→ EXERCISE MATERIALS:
* begin *

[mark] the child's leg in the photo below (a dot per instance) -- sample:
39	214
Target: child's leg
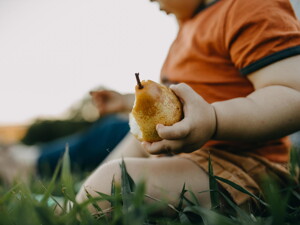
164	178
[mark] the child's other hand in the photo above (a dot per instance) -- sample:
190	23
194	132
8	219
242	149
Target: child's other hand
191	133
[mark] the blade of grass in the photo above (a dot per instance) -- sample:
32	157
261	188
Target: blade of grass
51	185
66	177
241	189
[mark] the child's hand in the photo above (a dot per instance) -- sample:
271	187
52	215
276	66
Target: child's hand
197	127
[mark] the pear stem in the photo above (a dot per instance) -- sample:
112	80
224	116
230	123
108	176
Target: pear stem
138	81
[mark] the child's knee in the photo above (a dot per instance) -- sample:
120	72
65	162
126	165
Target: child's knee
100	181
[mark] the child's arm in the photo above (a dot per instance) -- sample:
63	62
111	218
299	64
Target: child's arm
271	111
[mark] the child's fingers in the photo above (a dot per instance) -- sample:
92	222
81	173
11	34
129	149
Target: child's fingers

* end *
* begin *

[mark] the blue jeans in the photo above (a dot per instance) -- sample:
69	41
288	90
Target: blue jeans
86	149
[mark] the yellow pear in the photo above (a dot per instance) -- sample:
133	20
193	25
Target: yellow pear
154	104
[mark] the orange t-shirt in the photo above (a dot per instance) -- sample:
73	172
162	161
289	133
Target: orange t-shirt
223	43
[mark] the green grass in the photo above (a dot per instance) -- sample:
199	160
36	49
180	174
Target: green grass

* end *

→ EXERCISE GOAL: Print the records verbatim, starting at the line containing "[mark] the child's arm" and ending at the line containing "Target: child's fingers", with both of those lines included.

→ THE ANSWER:
[mark] the child's arm in the photo above (a dot per instance) -- sample:
63	62
111	218
299	64
Target: child's arm
271	111
[mark] the child's fingers in the photo above (a dot per instance) -- sample:
92	222
81	173
11	34
129	149
Target: child's fingers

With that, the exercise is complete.